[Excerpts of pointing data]
# # #

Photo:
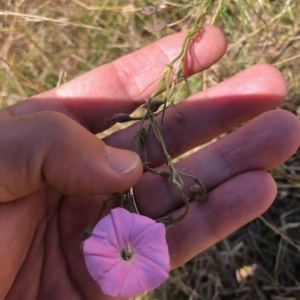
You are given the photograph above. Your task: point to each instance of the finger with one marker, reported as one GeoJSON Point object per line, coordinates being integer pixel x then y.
{"type": "Point", "coordinates": [263, 143]}
{"type": "Point", "coordinates": [124, 84]}
{"type": "Point", "coordinates": [49, 148]}
{"type": "Point", "coordinates": [211, 113]}
{"type": "Point", "coordinates": [226, 208]}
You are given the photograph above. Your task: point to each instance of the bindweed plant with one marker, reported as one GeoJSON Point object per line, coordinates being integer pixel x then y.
{"type": "Point", "coordinates": [154, 109]}
{"type": "Point", "coordinates": [125, 247]}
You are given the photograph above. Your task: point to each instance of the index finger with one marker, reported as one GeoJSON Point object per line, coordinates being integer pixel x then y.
{"type": "Point", "coordinates": [124, 84]}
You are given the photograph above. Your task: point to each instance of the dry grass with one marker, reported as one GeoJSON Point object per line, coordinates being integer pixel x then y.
{"type": "Point", "coordinates": [49, 42]}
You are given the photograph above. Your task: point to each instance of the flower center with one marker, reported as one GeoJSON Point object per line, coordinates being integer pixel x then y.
{"type": "Point", "coordinates": [127, 253]}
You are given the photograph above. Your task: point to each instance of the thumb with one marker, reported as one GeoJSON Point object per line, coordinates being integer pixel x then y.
{"type": "Point", "coordinates": [50, 148]}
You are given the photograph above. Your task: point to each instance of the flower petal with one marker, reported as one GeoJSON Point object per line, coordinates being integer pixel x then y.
{"type": "Point", "coordinates": [149, 265]}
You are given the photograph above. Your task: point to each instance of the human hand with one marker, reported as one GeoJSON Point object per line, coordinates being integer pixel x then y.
{"type": "Point", "coordinates": [54, 172]}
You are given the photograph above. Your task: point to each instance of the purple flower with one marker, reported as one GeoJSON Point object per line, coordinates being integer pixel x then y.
{"type": "Point", "coordinates": [127, 254]}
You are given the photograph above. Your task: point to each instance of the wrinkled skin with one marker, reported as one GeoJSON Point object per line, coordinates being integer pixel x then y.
{"type": "Point", "coordinates": [54, 172]}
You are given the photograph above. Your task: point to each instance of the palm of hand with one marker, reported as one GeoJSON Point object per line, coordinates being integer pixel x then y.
{"type": "Point", "coordinates": [41, 230]}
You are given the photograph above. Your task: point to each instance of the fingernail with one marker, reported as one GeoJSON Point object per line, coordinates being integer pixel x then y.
{"type": "Point", "coordinates": [122, 161]}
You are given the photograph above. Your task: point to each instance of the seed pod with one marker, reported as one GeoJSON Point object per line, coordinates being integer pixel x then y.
{"type": "Point", "coordinates": [159, 27]}
{"type": "Point", "coordinates": [155, 104]}
{"type": "Point", "coordinates": [164, 174]}
{"type": "Point", "coordinates": [197, 192]}
{"type": "Point", "coordinates": [178, 117]}
{"type": "Point", "coordinates": [149, 10]}
{"type": "Point", "coordinates": [121, 118]}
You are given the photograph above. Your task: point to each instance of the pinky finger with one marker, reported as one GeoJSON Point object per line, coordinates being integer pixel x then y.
{"type": "Point", "coordinates": [225, 209]}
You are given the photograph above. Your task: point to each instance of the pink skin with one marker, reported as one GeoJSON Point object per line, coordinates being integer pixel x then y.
{"type": "Point", "coordinates": [54, 172]}
{"type": "Point", "coordinates": [144, 240]}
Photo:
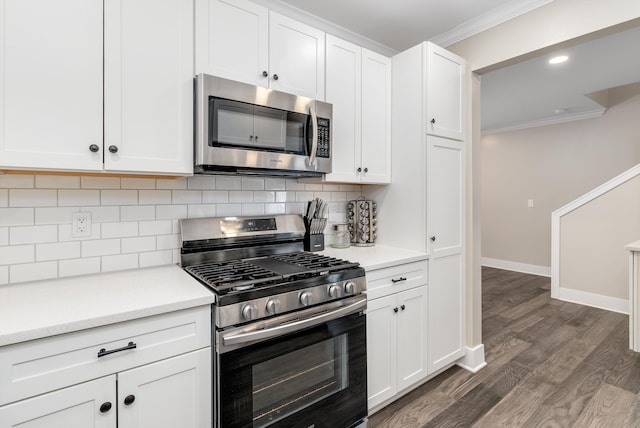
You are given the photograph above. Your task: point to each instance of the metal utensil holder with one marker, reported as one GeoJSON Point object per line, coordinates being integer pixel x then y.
{"type": "Point", "coordinates": [314, 236]}
{"type": "Point", "coordinates": [363, 223]}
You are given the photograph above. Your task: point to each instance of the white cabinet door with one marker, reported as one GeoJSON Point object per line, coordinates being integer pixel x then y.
{"type": "Point", "coordinates": [170, 393]}
{"type": "Point", "coordinates": [412, 337]}
{"type": "Point", "coordinates": [445, 93]}
{"type": "Point", "coordinates": [382, 324]}
{"type": "Point", "coordinates": [296, 57]}
{"type": "Point", "coordinates": [232, 40]}
{"type": "Point", "coordinates": [445, 230]}
{"type": "Point", "coordinates": [149, 86]}
{"type": "Point", "coordinates": [344, 88]}
{"type": "Point", "coordinates": [376, 118]}
{"type": "Point", "coordinates": [51, 84]}
{"type": "Point", "coordinates": [73, 407]}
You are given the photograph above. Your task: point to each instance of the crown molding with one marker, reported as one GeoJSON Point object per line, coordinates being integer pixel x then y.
{"type": "Point", "coordinates": [487, 20]}
{"type": "Point", "coordinates": [589, 114]}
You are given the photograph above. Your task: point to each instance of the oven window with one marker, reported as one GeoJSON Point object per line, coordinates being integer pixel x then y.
{"type": "Point", "coordinates": [289, 383]}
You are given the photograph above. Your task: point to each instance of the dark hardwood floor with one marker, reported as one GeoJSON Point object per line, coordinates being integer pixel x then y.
{"type": "Point", "coordinates": [549, 364]}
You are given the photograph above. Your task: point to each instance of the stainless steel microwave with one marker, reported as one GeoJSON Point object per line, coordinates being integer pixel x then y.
{"type": "Point", "coordinates": [248, 129]}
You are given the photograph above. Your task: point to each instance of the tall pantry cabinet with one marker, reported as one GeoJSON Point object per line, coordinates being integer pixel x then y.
{"type": "Point", "coordinates": [424, 207]}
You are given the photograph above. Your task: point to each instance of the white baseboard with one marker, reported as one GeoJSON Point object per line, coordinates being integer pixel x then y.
{"type": "Point", "coordinates": [516, 266]}
{"type": "Point", "coordinates": [595, 300]}
{"type": "Point", "coordinates": [473, 359]}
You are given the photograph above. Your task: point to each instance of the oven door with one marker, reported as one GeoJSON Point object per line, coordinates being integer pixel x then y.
{"type": "Point", "coordinates": [313, 375]}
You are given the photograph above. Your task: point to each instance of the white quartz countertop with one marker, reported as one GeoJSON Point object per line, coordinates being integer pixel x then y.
{"type": "Point", "coordinates": [44, 308]}
{"type": "Point", "coordinates": [377, 256]}
{"type": "Point", "coordinates": [634, 246]}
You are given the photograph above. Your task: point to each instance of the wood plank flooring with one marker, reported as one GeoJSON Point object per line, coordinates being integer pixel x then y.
{"type": "Point", "coordinates": [549, 364]}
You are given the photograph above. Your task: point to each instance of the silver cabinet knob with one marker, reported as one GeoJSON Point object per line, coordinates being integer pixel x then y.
{"type": "Point", "coordinates": [273, 306]}
{"type": "Point", "coordinates": [305, 298]}
{"type": "Point", "coordinates": [249, 312]}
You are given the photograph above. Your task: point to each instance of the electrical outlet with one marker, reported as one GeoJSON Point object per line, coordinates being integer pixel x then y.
{"type": "Point", "coordinates": [81, 225]}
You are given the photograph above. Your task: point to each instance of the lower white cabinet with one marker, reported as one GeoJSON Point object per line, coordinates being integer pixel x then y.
{"type": "Point", "coordinates": [88, 379]}
{"type": "Point", "coordinates": [396, 332]}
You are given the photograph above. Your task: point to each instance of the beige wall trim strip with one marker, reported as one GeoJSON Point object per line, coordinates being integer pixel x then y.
{"type": "Point", "coordinates": [516, 266]}
{"type": "Point", "coordinates": [556, 291]}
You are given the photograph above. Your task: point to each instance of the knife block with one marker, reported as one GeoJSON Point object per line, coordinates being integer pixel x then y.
{"type": "Point", "coordinates": [313, 242]}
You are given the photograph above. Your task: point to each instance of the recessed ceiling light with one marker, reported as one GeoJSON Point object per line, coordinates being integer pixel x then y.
{"type": "Point", "coordinates": [558, 59]}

# # #

Written request
Copy out everything from the line containing "of the beige" down to the end of the data, unchanged.

Result of this task
You are given the photograph above. Your task: point to each instance of the beige wall trim strip with one marker, reported as one GeoJSON Point object per line, coordinates being integer pixel x then y.
{"type": "Point", "coordinates": [516, 266]}
{"type": "Point", "coordinates": [556, 291]}
You are given the photograph above. Your task: point to each instance of the knife block with one marker, reported as one GeoJSON Point object per line, coordinates being integer pixel x then y.
{"type": "Point", "coordinates": [313, 242]}
You are given the photograph above. Your task: point to each instance of the recessed ceiling light with one marker, reported as one GeoJSON Point object per line, coordinates being integer pixel x then y.
{"type": "Point", "coordinates": [558, 59]}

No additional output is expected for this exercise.